> [Задания]:
[1] Ответьте по тексту о падении со сцены:
(a) Какую песню исполняли, сидя верхом на стуле?
(b) С кем ужинали после концерта?
(c) Чем привязали руку к телу?
[2] Выпишите из текста о падении со сцены всё от слов «После концерта я» и до слов «или должна знать.».

> [Текст упражнения]:
В Висбадене, в ФРГ, со мной произошел несчастный случай. Как всегда, я сидела верхом на стуле и исполняла песню «О малышке». Единственный луч прожектора освещал только мое лицо.
Заканчивая песню, я обычно уходила в кулису, и луч прожектора следовал за мной. На сей раз я не рассчитала площадку сцены, – уходя, слишком взяла влево и… упала через рампу. Странное ощущение, когда нет опоры под ногами. Исполняя песню, левую руку я, как обычно, держала в кармане брюк и при падении почувствовала: что-то произошло с моим плечом. Все же я нашла дорогу назад, на сцену, и увидела пустой стул, на который испуганный осветитель все еще направлял луч. Я снова села на стул и услышала тихий странный звук: капли пота падали на мою крахмальную фрачную манишку. Я не могла вспомнить начальные слова песни, которую решила исполнить еще раз. В ухо ударил звук, подобный гонгу. Что бы это могло значить? Постепенно поняла: Берт Бакарак снова и снова ударял по клавишам, давая знак для вступления к песне. Он не сомневался, что я выйду и спою еще раз, что я и сделала. Я исполнила еще две песни и станцевала финал со своим кордебалетом. Левую руку я все еще держала в кармане брюк.
После концерта я ужинала с фон Штернбергом, который приехал вместе со своим сыном. И только позднее, уже в номере, у меня возникла мысль: а не расплата ли это – то, что произошло со мной на концерте…
Я позвонила дочери в Нью-Йорк. Нужно сказать, что я всегда, когда у меня возникают трудности, звоню дочери. Она знает все, что хочет или должна знать.
Кроме того, она прекрасная актриса, у нее есть муж и четверо детей. Она готовит, содержит в порядке дом, но, когда я нуждаюсь в ее помощи, она может приехать, как бы далеко я ни находилась. Она настоящая «маркитантка», матушка Кураж – младшая, советчица для всех, кому нужен совет. В ее списке я стою под номером один, следующим идет ее отец, о котором она заботилась, когда я работала. И неудивительно, что она посоветовала пойти в находящийся в Висбадене американский госпиталь ВВС и сделать рентгеновский снимок. Не спрашивайте, откуда она знала о существовании этого госпиталя. Я уже давно привыкла к ее удивительному всезнанию.
После бессонной ночи Берт Бакарак и я пошли в госпиталь. Приговор был – перелом плеча. Вначале мы даже засмеялись. Но Берт смеялся недолго. Он был довольно бледен, когда вернулся от рентгенолога. Врач сказал, что это типичная «травма парашютистов». Мне приходили на память все мои посещения десантников, но я не могла припомнить ни одного человека с загипсованным плечом. Поэтому я спросила: «Но мне не потребуется гипсовая повязка, не правда ли?» Врач сказал: «Во время войны мы просто привязывали руку к телу и все заживало». Это было как раз то, что я и хотела услышать. Подождав, пока высохли рентгеновские снимки, вместе с Бертом (которому это не очень хотелось) я уехала на машине в следующий город. Поясом от плаща я крепко привязала руку к телу.

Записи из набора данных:
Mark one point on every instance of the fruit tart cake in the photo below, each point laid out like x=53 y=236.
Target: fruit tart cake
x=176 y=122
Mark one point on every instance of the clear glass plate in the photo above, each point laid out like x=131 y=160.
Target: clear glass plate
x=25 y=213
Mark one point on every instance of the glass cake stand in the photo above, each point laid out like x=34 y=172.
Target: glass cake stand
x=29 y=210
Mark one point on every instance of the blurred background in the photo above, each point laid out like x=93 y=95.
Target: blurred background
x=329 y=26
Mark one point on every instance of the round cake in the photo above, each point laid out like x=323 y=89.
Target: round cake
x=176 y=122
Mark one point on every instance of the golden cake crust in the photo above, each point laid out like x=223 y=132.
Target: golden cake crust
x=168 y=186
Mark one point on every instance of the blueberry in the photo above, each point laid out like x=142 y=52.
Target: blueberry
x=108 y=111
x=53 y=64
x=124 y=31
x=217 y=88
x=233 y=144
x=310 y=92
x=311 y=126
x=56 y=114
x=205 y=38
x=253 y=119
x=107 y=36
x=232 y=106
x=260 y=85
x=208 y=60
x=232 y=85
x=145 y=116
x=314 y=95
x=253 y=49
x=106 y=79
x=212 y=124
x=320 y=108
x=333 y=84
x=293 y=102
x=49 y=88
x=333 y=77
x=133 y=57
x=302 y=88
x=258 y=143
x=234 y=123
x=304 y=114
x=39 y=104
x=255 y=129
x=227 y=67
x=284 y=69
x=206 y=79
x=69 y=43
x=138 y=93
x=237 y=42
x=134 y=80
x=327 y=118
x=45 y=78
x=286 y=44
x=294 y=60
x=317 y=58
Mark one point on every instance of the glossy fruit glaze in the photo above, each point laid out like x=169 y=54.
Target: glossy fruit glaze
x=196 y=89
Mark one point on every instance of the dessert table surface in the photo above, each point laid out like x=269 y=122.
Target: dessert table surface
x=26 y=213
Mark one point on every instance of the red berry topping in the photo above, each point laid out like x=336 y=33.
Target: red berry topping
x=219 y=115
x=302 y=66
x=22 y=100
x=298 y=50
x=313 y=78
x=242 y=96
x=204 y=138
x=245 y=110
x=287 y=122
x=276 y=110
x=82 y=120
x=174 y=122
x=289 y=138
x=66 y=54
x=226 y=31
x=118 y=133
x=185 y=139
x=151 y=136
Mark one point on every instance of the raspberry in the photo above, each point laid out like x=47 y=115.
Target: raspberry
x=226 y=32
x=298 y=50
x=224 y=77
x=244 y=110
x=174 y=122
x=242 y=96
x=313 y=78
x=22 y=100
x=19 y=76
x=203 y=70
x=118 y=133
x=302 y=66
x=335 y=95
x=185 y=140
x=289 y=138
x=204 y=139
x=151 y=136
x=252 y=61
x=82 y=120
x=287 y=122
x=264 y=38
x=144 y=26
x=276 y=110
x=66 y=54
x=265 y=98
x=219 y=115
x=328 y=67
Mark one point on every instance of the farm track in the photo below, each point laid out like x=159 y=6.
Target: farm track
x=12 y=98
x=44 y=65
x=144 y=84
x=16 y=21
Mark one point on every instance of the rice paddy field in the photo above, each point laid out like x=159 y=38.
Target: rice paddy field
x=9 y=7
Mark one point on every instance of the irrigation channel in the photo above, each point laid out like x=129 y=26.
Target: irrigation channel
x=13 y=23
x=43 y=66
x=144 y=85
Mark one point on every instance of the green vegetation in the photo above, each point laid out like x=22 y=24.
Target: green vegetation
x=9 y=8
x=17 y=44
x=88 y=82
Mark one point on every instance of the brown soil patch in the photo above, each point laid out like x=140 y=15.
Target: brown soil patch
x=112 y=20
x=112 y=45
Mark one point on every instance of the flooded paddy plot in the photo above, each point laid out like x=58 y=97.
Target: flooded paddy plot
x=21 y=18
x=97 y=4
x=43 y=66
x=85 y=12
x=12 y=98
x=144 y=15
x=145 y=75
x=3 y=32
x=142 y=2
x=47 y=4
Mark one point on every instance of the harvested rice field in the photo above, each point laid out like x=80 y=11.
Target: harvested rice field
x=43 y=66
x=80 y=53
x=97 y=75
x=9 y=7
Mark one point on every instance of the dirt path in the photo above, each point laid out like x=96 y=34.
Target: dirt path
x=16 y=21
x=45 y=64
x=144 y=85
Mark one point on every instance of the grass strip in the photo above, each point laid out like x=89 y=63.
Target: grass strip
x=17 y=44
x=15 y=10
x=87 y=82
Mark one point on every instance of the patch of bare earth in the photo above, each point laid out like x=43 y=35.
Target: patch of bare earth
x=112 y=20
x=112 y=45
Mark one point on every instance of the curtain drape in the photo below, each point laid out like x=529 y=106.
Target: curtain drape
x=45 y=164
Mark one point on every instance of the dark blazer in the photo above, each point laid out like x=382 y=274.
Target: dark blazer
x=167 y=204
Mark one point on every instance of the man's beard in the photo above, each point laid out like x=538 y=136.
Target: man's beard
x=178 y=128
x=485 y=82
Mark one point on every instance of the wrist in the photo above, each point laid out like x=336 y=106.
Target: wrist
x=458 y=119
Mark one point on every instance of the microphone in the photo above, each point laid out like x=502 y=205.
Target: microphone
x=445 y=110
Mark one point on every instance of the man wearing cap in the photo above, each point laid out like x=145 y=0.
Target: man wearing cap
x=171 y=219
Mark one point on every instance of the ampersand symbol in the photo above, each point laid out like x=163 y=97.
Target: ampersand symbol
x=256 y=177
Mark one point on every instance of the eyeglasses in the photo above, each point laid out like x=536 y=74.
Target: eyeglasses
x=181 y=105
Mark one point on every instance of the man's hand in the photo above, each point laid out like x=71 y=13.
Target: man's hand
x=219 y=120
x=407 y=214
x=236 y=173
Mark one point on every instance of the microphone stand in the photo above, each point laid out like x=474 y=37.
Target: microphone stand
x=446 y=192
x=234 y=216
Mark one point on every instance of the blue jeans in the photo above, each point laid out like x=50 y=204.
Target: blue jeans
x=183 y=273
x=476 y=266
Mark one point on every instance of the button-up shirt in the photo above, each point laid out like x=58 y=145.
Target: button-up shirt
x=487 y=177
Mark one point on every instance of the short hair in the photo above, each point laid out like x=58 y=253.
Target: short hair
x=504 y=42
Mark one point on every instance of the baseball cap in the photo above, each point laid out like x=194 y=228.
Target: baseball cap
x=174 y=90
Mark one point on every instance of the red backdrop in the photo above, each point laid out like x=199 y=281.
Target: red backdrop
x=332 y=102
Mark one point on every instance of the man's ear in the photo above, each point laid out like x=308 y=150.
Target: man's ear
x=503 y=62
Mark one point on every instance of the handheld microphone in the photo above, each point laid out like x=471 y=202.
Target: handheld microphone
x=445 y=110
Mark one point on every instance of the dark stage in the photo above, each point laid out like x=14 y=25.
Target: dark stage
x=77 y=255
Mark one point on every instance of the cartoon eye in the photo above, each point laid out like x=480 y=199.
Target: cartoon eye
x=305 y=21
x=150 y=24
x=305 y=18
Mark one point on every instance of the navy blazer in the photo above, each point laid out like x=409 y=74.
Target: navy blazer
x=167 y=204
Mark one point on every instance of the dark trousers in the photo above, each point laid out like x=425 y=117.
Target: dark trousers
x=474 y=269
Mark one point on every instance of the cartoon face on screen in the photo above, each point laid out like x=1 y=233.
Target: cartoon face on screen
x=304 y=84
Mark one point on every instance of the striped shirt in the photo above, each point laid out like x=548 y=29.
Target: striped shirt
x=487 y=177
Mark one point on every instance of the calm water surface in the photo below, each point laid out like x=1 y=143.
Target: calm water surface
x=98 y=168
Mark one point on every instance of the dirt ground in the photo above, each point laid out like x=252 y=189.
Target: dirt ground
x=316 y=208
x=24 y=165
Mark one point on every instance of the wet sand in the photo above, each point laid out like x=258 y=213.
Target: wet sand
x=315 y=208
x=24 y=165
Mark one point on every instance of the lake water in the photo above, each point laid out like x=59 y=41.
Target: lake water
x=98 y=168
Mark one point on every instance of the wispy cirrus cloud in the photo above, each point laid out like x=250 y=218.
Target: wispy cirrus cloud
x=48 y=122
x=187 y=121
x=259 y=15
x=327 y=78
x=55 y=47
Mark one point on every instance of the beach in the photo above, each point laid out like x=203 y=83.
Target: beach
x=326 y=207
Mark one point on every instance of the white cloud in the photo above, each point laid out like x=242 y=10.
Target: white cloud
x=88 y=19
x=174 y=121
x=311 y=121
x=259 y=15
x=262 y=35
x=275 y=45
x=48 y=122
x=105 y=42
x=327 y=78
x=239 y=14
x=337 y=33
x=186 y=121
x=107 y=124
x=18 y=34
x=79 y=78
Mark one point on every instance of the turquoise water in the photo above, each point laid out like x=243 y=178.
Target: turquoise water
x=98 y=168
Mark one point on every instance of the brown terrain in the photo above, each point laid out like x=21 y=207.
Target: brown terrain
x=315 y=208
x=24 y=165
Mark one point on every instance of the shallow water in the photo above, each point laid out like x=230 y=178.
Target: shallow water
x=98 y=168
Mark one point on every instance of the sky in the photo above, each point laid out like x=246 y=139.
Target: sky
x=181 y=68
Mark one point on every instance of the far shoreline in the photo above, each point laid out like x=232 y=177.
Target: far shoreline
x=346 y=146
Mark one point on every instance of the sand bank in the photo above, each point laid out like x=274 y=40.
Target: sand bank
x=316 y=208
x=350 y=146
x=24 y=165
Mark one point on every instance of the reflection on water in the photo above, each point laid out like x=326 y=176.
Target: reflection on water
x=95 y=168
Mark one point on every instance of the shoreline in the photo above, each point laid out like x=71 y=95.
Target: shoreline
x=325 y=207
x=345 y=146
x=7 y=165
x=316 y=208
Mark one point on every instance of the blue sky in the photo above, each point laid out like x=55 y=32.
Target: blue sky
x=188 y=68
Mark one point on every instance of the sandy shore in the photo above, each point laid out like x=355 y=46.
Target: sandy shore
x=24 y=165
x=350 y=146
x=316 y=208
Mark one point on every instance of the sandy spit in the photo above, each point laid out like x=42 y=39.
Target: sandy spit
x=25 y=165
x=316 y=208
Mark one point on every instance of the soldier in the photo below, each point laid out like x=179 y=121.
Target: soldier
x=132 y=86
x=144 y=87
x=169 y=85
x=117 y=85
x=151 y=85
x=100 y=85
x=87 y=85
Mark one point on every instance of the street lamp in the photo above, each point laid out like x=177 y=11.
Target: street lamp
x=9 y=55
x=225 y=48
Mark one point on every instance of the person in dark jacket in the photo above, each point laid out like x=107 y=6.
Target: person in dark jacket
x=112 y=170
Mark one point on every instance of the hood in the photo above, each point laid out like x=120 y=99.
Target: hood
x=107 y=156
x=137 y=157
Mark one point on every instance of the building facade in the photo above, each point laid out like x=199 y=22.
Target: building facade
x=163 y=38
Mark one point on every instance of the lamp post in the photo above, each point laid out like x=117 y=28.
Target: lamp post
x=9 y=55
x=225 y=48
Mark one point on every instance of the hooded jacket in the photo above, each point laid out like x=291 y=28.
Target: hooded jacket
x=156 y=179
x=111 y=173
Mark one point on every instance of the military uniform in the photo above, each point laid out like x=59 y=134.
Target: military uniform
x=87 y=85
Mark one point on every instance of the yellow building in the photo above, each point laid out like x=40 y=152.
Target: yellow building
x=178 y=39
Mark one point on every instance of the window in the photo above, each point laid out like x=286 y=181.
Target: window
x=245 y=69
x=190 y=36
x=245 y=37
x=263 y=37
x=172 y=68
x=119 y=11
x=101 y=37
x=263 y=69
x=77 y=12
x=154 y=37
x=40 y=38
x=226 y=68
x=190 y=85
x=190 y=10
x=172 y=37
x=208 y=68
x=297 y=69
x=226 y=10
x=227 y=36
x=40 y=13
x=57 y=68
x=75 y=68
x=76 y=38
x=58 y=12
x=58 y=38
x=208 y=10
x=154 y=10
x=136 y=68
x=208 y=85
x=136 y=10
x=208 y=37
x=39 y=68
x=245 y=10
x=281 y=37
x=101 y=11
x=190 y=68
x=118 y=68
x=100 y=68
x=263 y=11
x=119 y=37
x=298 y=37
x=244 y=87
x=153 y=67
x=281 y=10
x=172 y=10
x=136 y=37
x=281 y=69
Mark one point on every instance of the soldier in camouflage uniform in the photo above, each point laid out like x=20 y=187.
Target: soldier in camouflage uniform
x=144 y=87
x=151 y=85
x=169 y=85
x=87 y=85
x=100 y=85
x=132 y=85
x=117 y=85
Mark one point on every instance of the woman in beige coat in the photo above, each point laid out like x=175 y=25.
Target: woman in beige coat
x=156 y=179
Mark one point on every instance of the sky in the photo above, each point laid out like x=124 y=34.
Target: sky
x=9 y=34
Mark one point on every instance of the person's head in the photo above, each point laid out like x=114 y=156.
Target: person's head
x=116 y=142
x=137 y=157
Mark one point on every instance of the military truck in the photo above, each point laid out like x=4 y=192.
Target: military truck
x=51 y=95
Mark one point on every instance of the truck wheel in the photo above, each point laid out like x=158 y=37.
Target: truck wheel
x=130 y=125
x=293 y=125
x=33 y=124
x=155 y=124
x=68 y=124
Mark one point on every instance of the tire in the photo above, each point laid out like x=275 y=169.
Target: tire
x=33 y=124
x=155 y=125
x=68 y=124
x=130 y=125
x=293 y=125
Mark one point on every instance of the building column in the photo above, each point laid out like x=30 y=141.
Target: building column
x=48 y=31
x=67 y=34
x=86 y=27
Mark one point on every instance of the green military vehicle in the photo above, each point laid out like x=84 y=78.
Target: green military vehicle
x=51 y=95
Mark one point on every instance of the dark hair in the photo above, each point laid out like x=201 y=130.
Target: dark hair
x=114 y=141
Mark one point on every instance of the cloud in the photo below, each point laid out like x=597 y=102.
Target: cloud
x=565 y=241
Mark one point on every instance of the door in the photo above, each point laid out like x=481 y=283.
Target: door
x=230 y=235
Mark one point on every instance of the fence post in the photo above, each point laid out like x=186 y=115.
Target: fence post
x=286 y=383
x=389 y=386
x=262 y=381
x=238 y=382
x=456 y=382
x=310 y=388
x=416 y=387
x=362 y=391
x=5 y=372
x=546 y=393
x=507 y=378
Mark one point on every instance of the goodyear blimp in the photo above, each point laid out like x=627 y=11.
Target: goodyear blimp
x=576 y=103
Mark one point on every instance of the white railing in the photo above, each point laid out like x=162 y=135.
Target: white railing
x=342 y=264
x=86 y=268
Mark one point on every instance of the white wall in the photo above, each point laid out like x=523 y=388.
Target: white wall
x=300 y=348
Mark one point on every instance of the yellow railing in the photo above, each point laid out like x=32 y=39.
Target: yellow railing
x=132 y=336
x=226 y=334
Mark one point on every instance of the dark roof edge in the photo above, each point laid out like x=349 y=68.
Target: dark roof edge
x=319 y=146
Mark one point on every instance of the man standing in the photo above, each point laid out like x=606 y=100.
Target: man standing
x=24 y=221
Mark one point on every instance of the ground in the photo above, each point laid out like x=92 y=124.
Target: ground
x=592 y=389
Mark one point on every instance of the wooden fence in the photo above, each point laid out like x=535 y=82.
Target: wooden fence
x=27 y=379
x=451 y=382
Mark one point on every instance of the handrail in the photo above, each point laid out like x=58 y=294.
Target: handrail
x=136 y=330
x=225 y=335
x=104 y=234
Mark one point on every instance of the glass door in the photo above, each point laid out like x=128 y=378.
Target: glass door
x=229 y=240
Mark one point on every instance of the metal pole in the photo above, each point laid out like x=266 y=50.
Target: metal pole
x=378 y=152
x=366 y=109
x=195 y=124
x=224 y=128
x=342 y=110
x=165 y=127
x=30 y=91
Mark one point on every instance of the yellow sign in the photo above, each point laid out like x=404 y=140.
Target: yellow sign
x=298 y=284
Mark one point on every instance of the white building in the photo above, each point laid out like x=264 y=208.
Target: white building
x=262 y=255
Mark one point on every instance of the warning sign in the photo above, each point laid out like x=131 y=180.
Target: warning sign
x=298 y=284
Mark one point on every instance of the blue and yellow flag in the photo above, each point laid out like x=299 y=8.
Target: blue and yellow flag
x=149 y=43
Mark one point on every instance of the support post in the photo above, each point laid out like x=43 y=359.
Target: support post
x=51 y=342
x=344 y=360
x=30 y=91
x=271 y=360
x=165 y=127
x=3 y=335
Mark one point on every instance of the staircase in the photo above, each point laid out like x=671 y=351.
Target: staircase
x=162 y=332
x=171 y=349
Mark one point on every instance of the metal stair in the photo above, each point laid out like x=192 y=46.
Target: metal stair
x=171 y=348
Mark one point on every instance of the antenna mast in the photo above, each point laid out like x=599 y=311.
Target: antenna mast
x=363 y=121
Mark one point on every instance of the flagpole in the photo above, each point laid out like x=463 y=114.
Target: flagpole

> [Ответы к заданиям]:
[1]
(a) «О малышке».
(b) С фон Штернбергом, который приехал вместе со своим сыном.
(c) Поясом от плаща.

[2]
После концерта я ужинала с фон Штернбергом, который приехал вместе со своим сыном. И только позднее, уже в номере, у меня возникла мысль: а не расплата ли это – то, что произошло со мной на концерте…
Я позвонила дочери в Нью-Йорк. Нужно сказать, что я всегда, когда у меня возникают трудности, звоню дочери. Она знает все, что хочет или должна знать.